Extracted text:
::::

Sometimes we do, and sometimes we don't. Since it is always from one of my spouse's family members I generally let him decide. It often depends on the sob story we receive, how long it's been since the last gift, the purpose of the money and how much is needed. It also depends on his mood at the time the request is received.
We also rarely hand over cash. We will directly pay a bill(s) for her instead.
That said, in all of the years we have been giving this particular family member money she has thanked me one time. While my spouse typically has a much higher income than I do, we both consider it "our" money as I have contributed to our family in other ways. (giving up my career for many years to raise our kids and eventually taking a job I didn't love). She will often thank my spouse, but it irks me that the thanks doesn't extend to me.
It's about that time of year that we should be getting a call and story from her.
Some of the other extended family members have asked for money over the years. We generally say no.
Then I have offered to sit down with someone to work out a budget.
No one has ever taken me up on that offer.

::::

What is required: Copy the passage on giving money to relatives between "We also rarely" and "generally say no.", inclusive, swapping "cash" for "money orders".

::::

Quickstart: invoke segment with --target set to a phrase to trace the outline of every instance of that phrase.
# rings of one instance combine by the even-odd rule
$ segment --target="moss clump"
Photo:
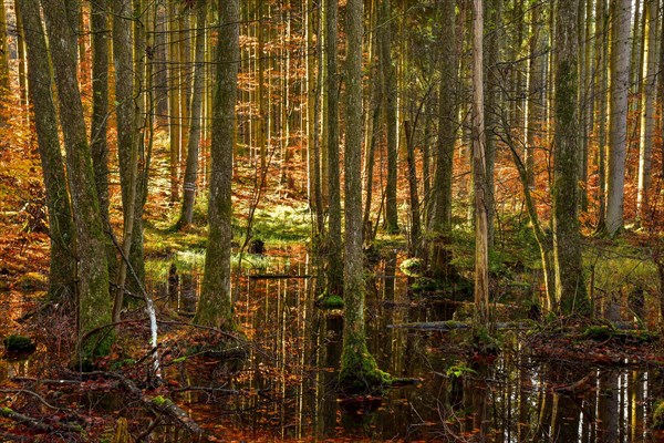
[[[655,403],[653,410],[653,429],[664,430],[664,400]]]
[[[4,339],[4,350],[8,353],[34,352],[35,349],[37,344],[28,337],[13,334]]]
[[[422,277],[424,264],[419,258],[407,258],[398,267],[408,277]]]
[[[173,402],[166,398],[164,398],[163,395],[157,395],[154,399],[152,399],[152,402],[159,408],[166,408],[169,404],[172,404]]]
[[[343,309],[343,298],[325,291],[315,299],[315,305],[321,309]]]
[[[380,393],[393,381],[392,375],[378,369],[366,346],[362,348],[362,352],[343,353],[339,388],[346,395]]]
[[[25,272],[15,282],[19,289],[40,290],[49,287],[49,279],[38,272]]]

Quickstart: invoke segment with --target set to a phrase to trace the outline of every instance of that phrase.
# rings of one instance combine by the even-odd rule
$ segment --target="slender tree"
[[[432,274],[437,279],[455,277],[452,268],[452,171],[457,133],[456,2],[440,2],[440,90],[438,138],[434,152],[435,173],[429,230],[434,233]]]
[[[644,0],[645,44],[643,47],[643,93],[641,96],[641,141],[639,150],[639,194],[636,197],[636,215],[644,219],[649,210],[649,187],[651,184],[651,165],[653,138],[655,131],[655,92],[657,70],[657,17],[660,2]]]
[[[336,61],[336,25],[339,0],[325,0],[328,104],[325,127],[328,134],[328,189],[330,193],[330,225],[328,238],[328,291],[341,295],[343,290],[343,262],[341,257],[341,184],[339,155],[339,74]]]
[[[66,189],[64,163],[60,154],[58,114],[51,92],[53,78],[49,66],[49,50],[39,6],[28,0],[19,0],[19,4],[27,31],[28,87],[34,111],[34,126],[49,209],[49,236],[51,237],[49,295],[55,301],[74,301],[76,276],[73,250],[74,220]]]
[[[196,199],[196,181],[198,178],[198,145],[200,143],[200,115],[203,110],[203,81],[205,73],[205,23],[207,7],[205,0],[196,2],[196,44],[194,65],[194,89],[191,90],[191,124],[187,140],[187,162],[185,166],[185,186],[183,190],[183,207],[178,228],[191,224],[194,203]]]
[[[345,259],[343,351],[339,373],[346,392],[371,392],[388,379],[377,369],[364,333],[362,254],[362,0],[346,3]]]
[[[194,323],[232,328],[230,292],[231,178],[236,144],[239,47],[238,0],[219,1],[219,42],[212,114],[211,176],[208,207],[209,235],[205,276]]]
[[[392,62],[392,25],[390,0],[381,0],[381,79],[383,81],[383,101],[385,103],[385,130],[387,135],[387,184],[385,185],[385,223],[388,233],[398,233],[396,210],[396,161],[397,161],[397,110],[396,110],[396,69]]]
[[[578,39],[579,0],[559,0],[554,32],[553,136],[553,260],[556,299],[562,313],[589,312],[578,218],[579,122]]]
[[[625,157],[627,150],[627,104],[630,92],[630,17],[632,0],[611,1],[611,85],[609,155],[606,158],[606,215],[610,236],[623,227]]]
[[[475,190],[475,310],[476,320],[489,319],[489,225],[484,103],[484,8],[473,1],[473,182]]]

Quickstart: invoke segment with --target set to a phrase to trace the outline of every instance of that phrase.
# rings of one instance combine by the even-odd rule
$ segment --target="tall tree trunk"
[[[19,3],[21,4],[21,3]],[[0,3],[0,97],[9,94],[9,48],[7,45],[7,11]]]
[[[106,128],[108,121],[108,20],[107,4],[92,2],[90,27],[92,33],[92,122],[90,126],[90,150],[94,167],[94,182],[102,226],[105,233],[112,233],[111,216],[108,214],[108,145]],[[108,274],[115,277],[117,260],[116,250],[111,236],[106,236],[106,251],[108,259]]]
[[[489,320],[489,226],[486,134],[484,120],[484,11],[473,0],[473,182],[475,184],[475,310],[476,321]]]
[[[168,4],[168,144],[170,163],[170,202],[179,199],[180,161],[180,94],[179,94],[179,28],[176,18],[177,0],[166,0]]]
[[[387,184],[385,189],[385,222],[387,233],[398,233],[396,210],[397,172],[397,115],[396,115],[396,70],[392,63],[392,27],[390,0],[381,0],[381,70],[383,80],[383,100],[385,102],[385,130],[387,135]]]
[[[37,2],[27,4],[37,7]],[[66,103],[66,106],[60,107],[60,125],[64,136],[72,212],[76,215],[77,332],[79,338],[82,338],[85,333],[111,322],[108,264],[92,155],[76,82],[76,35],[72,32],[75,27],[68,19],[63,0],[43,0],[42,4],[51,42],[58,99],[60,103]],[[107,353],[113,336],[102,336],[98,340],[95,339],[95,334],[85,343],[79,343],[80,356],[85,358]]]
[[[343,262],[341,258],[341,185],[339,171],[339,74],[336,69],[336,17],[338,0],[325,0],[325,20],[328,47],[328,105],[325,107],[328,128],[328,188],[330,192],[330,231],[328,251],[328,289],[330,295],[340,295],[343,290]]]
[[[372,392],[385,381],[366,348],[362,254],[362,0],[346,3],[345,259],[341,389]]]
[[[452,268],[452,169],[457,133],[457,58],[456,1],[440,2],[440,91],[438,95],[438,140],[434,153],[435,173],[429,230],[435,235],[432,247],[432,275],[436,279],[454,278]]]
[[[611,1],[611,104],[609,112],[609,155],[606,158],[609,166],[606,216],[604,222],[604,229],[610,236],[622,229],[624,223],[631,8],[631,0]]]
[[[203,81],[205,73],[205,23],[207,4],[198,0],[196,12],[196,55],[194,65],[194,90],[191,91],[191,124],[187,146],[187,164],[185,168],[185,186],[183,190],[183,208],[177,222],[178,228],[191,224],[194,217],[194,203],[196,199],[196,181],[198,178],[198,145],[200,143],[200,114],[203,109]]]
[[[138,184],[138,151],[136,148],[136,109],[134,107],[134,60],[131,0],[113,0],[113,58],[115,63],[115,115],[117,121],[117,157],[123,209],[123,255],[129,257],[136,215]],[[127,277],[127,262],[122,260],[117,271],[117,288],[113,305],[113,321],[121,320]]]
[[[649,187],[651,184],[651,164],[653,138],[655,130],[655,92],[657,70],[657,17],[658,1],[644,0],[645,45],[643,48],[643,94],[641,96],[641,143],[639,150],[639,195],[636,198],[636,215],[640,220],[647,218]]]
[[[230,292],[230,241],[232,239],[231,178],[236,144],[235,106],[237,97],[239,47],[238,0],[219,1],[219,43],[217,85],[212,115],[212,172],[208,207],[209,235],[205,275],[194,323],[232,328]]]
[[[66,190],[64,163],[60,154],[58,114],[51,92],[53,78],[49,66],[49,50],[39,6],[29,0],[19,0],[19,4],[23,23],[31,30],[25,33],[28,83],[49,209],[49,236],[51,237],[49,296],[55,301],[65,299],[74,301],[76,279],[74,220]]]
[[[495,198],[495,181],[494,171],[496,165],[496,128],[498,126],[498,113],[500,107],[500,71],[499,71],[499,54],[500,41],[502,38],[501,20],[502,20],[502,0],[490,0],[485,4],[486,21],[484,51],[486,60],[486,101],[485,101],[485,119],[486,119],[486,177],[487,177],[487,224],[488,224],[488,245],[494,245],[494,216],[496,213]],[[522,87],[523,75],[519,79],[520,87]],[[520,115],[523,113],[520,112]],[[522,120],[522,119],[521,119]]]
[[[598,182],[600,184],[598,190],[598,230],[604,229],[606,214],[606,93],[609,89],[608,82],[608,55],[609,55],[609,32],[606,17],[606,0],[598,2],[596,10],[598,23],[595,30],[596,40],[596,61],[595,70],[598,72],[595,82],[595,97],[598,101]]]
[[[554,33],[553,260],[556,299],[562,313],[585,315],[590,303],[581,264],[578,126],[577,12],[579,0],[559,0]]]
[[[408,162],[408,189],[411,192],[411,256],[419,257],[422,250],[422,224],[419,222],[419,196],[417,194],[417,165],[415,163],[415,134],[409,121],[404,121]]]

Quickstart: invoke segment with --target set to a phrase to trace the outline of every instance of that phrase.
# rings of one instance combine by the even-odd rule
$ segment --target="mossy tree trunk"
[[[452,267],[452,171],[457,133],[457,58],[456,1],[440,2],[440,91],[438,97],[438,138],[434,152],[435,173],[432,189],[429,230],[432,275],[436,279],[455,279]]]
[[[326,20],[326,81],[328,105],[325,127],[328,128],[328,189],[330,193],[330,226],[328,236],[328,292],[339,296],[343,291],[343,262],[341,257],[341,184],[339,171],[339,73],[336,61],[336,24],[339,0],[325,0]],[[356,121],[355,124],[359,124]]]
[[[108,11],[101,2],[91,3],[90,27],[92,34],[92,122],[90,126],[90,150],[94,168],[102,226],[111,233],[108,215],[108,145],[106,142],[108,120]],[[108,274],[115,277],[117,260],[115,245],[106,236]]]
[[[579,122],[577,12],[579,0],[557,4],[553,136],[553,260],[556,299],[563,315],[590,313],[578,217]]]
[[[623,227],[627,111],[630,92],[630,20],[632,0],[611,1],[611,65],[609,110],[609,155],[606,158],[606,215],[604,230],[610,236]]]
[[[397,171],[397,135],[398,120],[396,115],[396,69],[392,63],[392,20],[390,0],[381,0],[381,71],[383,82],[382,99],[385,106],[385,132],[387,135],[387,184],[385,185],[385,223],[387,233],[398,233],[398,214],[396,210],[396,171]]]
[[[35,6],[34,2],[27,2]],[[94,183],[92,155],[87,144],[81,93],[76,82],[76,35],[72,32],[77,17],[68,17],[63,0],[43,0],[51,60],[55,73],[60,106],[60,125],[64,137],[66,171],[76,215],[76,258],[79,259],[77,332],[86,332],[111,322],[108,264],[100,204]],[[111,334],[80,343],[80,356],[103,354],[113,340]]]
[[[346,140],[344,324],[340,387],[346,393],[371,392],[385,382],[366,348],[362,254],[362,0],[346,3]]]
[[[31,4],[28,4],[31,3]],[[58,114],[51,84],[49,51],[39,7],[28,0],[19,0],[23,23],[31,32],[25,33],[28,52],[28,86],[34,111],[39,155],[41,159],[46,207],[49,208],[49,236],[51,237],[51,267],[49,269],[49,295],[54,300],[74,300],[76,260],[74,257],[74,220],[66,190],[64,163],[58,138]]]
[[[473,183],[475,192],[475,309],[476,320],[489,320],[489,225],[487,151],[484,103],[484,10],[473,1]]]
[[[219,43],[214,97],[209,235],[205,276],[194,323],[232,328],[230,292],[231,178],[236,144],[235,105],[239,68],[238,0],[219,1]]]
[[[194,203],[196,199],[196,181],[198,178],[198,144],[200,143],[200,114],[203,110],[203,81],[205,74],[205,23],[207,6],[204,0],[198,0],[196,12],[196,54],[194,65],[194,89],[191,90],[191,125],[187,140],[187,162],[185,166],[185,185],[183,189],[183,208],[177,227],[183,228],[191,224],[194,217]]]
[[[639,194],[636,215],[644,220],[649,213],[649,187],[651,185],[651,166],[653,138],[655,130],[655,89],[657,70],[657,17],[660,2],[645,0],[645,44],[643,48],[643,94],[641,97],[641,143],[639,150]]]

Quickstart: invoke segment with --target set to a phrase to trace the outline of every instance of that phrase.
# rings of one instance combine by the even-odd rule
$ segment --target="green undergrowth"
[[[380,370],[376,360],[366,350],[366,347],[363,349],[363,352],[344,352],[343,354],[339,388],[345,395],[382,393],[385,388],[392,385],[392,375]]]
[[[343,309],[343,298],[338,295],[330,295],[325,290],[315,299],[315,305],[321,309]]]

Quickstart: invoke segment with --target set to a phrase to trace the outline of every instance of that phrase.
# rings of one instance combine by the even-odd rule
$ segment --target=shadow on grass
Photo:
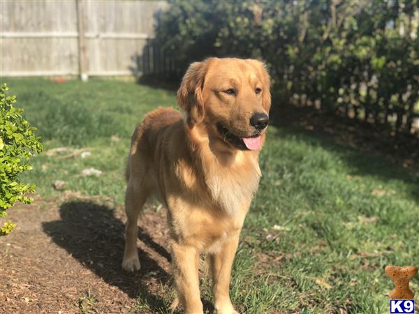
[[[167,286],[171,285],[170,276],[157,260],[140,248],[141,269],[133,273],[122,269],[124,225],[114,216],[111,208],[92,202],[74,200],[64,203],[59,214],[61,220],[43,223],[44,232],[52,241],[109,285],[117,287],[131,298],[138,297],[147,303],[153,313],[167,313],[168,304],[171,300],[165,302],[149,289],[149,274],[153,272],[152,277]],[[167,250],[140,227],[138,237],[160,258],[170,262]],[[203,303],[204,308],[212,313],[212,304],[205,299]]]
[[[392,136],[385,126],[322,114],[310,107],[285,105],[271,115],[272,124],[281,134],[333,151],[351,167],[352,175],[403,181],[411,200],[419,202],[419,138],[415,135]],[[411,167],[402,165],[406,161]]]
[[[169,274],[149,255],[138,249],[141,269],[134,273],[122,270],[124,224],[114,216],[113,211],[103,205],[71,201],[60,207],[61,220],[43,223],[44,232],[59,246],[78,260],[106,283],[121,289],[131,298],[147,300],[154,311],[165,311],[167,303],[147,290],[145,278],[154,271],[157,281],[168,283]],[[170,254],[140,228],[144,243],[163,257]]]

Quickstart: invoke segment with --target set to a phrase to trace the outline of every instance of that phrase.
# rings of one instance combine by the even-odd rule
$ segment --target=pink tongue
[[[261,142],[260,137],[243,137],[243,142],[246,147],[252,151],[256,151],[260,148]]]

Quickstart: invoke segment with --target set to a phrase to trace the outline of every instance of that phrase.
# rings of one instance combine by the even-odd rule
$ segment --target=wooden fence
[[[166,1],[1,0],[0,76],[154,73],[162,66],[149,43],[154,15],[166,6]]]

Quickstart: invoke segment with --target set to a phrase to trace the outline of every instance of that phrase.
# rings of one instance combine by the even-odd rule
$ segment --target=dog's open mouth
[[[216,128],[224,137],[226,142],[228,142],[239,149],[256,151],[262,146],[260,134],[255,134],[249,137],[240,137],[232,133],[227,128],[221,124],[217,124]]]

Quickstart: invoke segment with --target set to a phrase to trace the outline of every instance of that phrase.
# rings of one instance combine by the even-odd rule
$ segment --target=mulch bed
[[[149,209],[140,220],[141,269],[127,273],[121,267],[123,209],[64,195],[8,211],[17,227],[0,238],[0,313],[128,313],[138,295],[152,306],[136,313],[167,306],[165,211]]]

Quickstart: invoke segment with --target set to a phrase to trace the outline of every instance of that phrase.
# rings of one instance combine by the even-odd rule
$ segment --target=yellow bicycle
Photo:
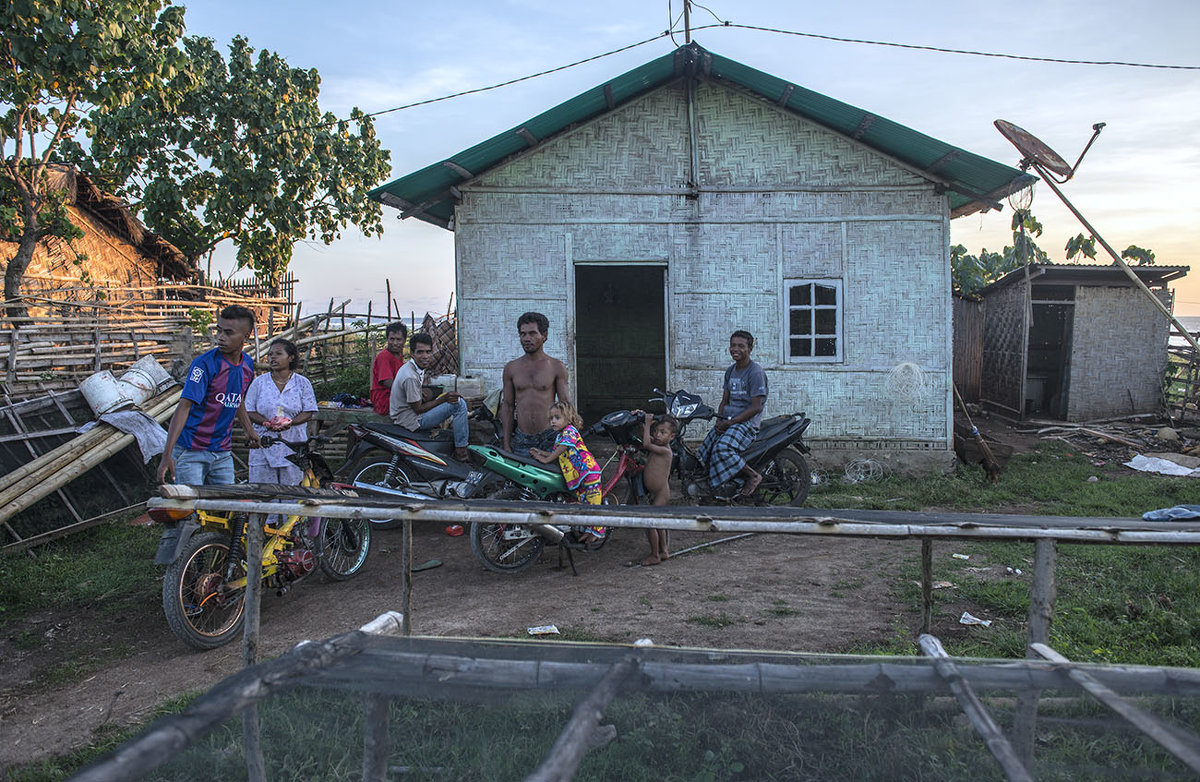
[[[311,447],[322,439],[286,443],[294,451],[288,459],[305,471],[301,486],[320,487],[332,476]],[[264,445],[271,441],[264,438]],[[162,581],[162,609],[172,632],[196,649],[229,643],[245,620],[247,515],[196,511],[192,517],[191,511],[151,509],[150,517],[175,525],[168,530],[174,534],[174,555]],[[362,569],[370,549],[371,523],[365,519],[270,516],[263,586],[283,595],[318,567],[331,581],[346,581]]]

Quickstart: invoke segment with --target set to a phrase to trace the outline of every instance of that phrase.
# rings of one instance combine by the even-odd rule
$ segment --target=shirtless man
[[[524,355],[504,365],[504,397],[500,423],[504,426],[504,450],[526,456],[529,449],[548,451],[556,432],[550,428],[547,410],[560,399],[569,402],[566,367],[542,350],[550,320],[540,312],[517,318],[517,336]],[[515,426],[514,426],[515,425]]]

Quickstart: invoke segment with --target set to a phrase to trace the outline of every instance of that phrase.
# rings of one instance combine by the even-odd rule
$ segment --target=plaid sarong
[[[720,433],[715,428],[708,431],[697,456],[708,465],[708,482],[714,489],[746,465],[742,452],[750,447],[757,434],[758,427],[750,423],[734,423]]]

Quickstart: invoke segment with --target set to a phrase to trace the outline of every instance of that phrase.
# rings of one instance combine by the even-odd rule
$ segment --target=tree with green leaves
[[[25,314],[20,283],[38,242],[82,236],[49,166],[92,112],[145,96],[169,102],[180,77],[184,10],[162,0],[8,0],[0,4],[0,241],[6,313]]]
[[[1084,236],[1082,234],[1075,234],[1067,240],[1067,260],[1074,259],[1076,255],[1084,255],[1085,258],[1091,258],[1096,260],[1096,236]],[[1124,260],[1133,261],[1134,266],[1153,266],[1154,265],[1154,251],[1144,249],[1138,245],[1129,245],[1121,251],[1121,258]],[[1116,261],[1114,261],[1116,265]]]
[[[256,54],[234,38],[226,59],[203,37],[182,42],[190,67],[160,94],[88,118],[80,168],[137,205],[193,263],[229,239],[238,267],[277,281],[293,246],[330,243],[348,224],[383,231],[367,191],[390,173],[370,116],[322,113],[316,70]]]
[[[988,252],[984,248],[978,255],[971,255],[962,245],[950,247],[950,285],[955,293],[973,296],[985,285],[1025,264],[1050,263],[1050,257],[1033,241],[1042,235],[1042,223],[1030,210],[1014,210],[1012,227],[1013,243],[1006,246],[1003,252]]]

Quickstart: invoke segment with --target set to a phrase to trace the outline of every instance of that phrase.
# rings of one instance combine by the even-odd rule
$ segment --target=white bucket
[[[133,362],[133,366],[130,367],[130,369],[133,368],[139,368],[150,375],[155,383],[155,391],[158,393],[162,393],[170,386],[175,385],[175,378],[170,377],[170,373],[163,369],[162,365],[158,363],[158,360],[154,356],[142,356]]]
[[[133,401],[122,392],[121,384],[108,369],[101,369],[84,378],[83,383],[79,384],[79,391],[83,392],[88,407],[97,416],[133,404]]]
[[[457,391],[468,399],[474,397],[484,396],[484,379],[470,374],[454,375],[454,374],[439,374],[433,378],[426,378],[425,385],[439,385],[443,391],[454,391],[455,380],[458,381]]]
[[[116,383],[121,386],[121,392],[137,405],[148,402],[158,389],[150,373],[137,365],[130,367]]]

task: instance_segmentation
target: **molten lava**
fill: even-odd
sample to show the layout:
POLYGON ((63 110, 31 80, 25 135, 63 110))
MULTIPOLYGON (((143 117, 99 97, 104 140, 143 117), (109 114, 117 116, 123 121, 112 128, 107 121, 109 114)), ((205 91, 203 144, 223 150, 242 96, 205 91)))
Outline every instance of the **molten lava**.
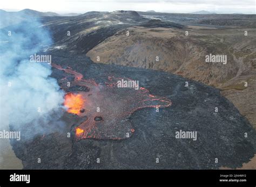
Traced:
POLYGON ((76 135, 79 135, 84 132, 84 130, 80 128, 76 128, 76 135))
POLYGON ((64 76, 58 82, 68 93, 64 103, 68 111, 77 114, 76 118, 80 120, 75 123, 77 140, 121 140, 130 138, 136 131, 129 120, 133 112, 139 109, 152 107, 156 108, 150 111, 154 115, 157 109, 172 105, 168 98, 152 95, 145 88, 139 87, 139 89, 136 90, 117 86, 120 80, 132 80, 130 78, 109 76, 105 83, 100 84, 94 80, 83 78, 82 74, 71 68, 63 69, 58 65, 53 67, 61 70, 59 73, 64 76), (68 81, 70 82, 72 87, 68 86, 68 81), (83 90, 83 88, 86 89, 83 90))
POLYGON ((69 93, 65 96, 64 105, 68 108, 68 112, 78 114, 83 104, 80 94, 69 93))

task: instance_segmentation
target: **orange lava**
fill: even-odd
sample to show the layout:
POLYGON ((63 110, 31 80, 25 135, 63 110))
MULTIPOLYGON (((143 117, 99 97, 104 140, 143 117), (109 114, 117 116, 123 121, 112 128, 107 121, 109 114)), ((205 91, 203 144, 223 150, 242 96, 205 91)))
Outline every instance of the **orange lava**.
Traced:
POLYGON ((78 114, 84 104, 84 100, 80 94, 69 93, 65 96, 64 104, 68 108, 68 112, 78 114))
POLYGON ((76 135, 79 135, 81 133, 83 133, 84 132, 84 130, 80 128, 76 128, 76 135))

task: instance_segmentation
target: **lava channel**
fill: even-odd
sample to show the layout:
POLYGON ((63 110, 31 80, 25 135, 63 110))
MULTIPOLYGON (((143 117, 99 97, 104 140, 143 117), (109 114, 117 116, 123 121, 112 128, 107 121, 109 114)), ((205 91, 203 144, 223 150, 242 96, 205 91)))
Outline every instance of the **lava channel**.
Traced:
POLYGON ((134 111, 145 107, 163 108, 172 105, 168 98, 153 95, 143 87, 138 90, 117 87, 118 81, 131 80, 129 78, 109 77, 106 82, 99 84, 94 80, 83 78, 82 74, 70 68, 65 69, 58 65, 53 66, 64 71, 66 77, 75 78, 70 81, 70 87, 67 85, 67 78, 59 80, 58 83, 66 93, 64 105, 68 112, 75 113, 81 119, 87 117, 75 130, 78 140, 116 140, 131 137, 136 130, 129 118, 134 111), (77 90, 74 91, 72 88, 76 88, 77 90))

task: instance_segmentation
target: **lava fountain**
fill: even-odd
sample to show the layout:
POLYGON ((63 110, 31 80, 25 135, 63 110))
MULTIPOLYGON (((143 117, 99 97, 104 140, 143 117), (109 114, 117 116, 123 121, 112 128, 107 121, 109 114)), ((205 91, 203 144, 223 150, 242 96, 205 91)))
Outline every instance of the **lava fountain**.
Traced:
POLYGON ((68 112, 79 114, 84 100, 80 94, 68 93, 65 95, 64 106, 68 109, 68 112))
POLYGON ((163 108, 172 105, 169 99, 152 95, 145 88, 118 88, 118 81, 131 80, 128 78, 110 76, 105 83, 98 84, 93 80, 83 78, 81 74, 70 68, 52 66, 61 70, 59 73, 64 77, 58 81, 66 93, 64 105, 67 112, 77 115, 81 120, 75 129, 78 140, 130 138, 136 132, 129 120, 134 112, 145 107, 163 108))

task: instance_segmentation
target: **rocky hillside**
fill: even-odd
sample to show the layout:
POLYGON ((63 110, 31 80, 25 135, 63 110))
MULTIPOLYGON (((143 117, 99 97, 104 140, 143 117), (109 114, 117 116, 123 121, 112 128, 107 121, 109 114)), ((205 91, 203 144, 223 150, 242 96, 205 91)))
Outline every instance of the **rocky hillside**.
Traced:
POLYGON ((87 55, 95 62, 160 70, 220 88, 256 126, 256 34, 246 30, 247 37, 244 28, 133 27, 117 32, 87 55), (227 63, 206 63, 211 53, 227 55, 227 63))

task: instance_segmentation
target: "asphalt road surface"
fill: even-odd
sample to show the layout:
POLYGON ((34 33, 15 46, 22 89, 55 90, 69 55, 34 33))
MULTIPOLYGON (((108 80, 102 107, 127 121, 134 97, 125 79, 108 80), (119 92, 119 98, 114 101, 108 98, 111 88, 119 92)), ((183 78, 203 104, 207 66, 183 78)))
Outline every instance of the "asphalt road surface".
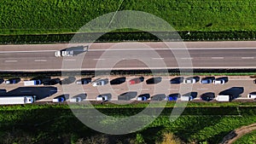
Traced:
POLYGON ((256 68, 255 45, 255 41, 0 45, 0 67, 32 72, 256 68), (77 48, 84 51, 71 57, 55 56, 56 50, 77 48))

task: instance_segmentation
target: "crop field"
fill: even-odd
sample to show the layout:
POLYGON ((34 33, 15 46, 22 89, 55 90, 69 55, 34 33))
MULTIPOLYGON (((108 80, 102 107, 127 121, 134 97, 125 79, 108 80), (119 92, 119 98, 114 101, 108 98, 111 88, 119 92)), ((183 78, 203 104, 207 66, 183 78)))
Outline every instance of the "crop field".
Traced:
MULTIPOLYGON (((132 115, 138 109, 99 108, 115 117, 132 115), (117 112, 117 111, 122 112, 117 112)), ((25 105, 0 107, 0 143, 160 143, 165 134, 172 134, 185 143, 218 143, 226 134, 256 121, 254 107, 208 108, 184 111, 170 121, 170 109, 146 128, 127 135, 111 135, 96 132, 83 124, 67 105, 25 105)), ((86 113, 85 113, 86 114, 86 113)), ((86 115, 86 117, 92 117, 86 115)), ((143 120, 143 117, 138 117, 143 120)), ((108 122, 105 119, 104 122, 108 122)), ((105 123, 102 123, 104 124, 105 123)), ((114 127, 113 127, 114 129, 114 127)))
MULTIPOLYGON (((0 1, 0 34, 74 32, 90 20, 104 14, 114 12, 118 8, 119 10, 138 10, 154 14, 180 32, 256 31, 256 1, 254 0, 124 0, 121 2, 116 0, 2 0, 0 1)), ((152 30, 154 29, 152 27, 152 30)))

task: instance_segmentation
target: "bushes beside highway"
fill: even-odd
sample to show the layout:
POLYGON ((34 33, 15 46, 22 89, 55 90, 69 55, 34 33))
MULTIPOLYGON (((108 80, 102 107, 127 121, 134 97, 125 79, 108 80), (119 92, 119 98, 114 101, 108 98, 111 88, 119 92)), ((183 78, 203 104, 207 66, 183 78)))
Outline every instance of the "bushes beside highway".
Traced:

::::

Task output:
We also rarely hand over money orders. We will directly pay a bill(s) for her instead.
That said, in all of the years we have been giving this particular family member money she has thanked me one time. While my spouse typically has a much higher income than I do, we both consider it "our" money as I have contributed to our family in other ways. (giving up my career for many years to raise our kids and eventually taking a job I didn't love). She will often thank my spouse, but it irks me that the thanks doesn't extend to me.
It's about that time of year that we should be getting a call and story from her.
Some of the other extended family members have asked for money over the years. We generally say no.